How to complete this task: Transcribe exactly the line that contains "The photo below holds the instances." and all lines following it to the end of the material below; omit everything else.
>>
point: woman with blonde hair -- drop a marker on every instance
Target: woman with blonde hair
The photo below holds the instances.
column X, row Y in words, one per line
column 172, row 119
<<
Answer space:
The photo below holds the instances.
column X, row Y in words, one per line
column 172, row 119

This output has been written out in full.